> **TEXT PASSAGE**:
• • •
If Burke is right to understand political belonging this way, deepfake technology offers a powerful way to connect people to the past, to forge this intergenerational contract. By bringing the past to life in a vivid, convincing way, the technology enlivens the “dead” past and makes it more vivid and vibrant. If these images spur empathy and concern for ancestors, deepfakes can make the past matter a lot more.
But this capability comes with risk. One obvious danger is the creation of fake historical episodes. Imagined, mythologized and fake events can precipitate wars: A storied 14th-century defeat in the Battle of Kosovo still inflames Serbian anti-Muslim sentiments, even though nobody knows if the Serbian coalition actually lost that battle to the Ottomans.
Similarly, the second Gulf of Tonkin attack on American warships on August 4, 1964, was used to escalate American involvement in Vietnam. It later turned out the attack never happened.
An atrophying of the imagination
It used to be difficult and expensive to stage fake events. Not anymore.
Imagine, for example, what strategically doctored deepfake footage from the January 6 events in the US could do to inflame political tensions or what fake video from a Centers for Disease Control and Prevention meeting appearing to disparage COVID-19 vaccines would do to public health efforts.
• • •
> **RECORD EXCERPTS**:
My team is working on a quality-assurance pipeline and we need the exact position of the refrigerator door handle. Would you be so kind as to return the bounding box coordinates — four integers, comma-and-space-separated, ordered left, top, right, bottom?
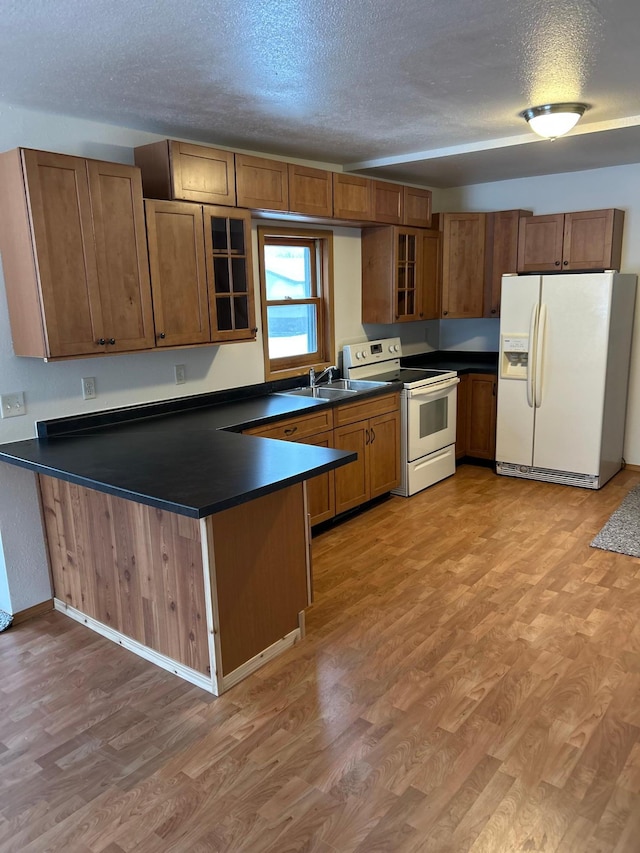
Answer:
• • •
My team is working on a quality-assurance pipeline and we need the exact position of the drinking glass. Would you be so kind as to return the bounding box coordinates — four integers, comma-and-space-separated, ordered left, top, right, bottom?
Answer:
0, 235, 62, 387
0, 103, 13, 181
• • •
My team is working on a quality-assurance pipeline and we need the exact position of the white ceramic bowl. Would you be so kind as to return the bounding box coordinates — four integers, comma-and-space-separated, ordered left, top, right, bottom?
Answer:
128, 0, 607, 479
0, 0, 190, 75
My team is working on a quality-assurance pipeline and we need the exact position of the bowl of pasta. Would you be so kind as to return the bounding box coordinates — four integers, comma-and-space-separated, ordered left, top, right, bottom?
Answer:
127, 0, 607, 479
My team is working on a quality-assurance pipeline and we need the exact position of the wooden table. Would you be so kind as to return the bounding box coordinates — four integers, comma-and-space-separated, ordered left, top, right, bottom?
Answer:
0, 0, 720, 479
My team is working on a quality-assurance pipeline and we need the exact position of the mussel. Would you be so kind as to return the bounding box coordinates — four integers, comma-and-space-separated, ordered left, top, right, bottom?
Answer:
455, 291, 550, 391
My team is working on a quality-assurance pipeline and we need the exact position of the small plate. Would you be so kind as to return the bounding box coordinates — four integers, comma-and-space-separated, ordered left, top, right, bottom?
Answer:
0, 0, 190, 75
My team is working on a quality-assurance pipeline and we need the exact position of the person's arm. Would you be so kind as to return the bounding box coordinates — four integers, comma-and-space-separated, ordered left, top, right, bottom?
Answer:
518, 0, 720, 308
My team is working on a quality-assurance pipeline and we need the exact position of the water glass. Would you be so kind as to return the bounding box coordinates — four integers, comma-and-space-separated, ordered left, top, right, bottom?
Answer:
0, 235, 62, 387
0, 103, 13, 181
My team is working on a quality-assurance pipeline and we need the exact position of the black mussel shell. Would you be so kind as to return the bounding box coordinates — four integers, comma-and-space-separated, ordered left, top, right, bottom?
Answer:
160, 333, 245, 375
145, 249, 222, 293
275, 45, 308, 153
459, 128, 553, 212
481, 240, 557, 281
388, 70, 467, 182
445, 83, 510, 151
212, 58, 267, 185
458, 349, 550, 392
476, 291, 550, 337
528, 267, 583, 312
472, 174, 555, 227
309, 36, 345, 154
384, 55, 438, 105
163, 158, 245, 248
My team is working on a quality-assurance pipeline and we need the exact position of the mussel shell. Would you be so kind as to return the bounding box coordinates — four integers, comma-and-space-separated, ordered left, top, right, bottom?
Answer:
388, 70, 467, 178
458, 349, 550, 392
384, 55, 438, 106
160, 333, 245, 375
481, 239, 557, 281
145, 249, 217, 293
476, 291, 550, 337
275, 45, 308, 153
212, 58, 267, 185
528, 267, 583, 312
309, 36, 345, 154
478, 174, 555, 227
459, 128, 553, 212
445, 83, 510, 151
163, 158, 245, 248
• • •
> **WHAT THIS EXERCISE ASKS**:
1 – In one to three sentences, explain why the passage on deepfakes and history says deepfake technology can make the past matter a lot more.
2 – Print everything from "If Burke is" down to "to the Ottomans." in the passage on deepfakes and history.

> **YOUR WRITTEN ANSWERS**:
1 – Deepfakes bring the past to life in a vivid, convincing way, which enlivens the "dead" past. If these images spur empathy and concern for ancestors, the past can come to matter a lot more.

2 –
If Burke is right to understand political belonging this way, deepfake technology offers a powerful way to connect people to the past, to forge this intergenerational contract. By bringing the past to life in a vivid, convincing way, the technology enlivens the “dead” past and makes it more vivid and vibrant. If these images spur empathy and concern for ancestors, deepfakes can make the past matter a lot more.
But this capability comes with risk. One obvious danger is the creation of fake historical episodes. Imagined, mythologized and fake events can precipitate wars: A storied 14th-century defeat in the Battle of Kosovo still inflames Serbian anti-Muslim sentiments, even though nobody knows if the Serbian coalition actually lost that battle to the Ottomans.